• How to complete this task: Say the data back exactly as it is written below.

• Task input:
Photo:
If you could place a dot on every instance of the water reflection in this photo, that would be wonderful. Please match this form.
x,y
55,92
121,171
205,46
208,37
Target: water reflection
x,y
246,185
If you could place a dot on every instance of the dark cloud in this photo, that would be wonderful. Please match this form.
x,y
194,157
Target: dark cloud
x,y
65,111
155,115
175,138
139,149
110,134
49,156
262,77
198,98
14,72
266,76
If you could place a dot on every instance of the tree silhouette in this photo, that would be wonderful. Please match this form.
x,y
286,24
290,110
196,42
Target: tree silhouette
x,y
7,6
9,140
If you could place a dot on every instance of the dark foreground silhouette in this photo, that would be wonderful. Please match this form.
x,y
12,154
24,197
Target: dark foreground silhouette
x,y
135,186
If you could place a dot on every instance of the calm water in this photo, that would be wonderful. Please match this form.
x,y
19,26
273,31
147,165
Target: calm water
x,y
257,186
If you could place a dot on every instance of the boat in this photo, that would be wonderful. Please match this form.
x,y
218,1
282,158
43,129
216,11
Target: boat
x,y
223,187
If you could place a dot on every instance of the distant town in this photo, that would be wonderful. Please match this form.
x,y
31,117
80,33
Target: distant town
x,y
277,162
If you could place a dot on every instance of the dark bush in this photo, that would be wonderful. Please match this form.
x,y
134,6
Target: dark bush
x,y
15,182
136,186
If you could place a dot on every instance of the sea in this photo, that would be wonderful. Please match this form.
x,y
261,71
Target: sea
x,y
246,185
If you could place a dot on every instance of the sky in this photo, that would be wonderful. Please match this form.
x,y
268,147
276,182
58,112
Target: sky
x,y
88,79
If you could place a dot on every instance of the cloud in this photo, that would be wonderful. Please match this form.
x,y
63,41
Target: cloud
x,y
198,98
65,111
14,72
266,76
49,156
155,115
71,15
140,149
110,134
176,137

• Answer for this exercise:
Photo:
If you could place a dot on every instance of the water reflection in this photo, that would be wonderful. Please match this form.
x,y
55,92
121,171
205,46
208,37
Target: water reflection
x,y
246,185
If you could place a dot on every instance of the dark cloud in this photo, that would be wonderful. Please match this form.
x,y
194,157
Target: dark cloud
x,y
65,111
155,115
175,138
139,149
110,134
49,156
262,77
198,98
14,72
266,76
If you could place a dot on every instance of the tree silhouette in this photo, that would be wonderful. Please match this form.
x,y
286,24
290,110
196,42
Target: tree silhouette
x,y
7,6
9,140
If you could place a dot on every instance of the dark foreground silhouette in this photo, that would be wonderful. Please match this form.
x,y
12,154
24,197
Target: dark foreground silhouette
x,y
135,186
If you could place a dot on every instance of the calm water in this photo, that would be wonderful. Please match this form.
x,y
19,26
273,31
147,165
Target: calm water
x,y
257,186
If you could place a dot on every instance of the boat in this photo, that would be wonderful. Please match this form.
x,y
218,1
282,158
43,129
216,11
Target: boat
x,y
223,187
If you could place a dot on every instance of the distant town in this photo, that would be wonderful. Please match this form.
x,y
31,117
80,33
Target: distant town
x,y
277,162
If you could place a dot on every instance of the dark bush in this photo, that would be wonderful. Please match this form.
x,y
134,6
Target: dark bush
x,y
15,182
136,186
If you could place a dot on every instance of the sea in this photo, that would be wonderful. Please match this form.
x,y
261,71
Target: sea
x,y
246,185
If you could place a dot on every instance of the sky in this photo, that would be wonderful. Please match this form.
x,y
268,147
276,182
58,112
Target: sky
x,y
88,79
If you could place a dot on every instance of the cloud in this photo, that would be wonderful. Please match this form.
x,y
63,41
Target: cloud
x,y
198,98
65,111
14,72
266,76
49,156
155,115
71,15
140,149
110,134
176,137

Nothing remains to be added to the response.